• [TASK DESCRIPTION] Print, word for word, every line from the beginning of the listing up to and including the line with "Target: parsley leaf". Pictures are to be excluded.

• [DATA TO USE]
━━━━

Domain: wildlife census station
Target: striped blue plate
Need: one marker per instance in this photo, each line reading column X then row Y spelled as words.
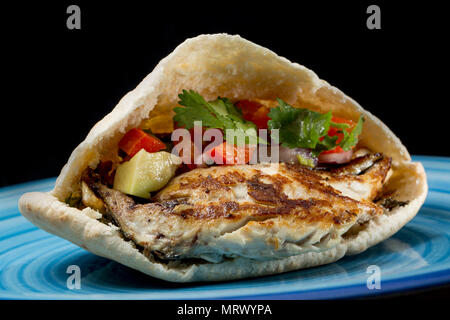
column 34, row 264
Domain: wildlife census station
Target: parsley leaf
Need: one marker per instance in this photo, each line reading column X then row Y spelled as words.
column 220, row 113
column 303, row 128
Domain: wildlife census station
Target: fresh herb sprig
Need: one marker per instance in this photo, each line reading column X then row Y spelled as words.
column 303, row 128
column 220, row 113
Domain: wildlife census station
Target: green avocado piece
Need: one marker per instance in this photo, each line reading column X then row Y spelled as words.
column 145, row 172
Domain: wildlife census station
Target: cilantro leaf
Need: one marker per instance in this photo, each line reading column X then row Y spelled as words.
column 220, row 113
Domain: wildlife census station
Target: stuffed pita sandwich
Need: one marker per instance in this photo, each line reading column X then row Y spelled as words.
column 341, row 183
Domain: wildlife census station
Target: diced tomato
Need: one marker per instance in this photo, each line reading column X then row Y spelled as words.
column 255, row 112
column 231, row 154
column 136, row 139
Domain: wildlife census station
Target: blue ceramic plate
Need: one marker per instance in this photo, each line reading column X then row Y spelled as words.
column 33, row 263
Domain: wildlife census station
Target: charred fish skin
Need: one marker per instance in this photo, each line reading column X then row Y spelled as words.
column 263, row 211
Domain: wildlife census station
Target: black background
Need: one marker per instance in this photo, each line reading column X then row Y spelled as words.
column 61, row 82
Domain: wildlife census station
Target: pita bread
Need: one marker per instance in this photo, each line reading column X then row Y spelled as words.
column 232, row 67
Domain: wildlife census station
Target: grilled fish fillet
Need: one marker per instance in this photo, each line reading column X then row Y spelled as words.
column 263, row 211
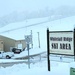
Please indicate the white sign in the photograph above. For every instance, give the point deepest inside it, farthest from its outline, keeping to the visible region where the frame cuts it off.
(28, 39)
(61, 43)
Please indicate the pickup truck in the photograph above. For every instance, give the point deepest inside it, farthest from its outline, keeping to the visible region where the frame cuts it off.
(6, 55)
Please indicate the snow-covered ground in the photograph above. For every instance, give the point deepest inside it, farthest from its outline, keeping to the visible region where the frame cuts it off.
(39, 68)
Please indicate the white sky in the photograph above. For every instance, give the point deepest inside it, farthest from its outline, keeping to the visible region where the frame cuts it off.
(8, 6)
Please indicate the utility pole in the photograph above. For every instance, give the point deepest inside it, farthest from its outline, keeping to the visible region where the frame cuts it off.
(38, 39)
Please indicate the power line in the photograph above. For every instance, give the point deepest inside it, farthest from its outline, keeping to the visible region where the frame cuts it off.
(25, 26)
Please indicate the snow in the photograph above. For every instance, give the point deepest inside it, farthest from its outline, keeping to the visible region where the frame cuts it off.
(40, 67)
(57, 68)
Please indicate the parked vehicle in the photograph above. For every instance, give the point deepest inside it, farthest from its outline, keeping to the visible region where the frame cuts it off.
(17, 51)
(6, 55)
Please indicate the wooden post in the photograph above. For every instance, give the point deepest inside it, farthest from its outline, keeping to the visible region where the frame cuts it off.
(48, 52)
(74, 44)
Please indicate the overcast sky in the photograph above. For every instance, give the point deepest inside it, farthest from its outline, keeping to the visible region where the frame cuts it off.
(8, 6)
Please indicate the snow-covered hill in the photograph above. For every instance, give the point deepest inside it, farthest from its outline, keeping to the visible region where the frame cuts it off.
(19, 29)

━━━━

• [ANSWER BOX]
Domain: wildlife census station
Target: striped blue plate
Need: one marker per instance in this photo, each line reading column X then row Y spelled as words.
column 34, row 264
Domain: wildlife census station
Target: parsley leaf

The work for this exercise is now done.